◆ **Data to use**:
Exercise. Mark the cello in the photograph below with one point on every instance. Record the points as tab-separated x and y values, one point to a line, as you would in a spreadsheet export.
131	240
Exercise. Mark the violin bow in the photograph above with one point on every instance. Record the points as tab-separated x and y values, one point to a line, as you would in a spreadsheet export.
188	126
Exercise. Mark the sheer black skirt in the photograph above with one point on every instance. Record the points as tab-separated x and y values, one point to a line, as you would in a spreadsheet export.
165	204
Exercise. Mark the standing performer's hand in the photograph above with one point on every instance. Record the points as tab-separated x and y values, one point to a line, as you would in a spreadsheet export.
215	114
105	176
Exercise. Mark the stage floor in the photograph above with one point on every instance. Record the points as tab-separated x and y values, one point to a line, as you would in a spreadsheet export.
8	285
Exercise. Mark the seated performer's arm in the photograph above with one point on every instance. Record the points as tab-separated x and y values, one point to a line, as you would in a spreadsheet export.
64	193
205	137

◆ **Your task**: Go through the records above and set each one down exactly, please.

◆ **Output below**:
Exercise. Mark the cello in the photograph below with one point on every instance. Record the points as tab-separated x and y values, one point to a line, as you would in a spreadsheet export.
131	240
Exercise. Mark the violin bow in the photograph above with one point on every instance. Record the points as tab-separated x and y values, one point to a line, as you would in a spreadsheet export.
188	126
Exercise. Mark the sheer black skirt in the photograph above with one point on every instance. Record the points as tab-separated x and y values, one point to a line, as you would in a spreadsheet export.
165	204
Exercise. Mark the standing performer's hand in the photograph above with one point on every instance. Record the points as tab-separated x and y values, one point to a line, as you would in a spreadsheet export.
215	114
105	176
Exercise. Mark the stage floor in the photograph above with one point on every instance. Record the points as tab-separated x and y values, one point to a line, as you would in a spreadsheet export.
8	285
Exercise. Mark the seated performer's arm in the photograph above with one point on every instance. Record the points as tab-separated x and y values, one point to a line, as you would in a spreadsheet export.
64	193
205	137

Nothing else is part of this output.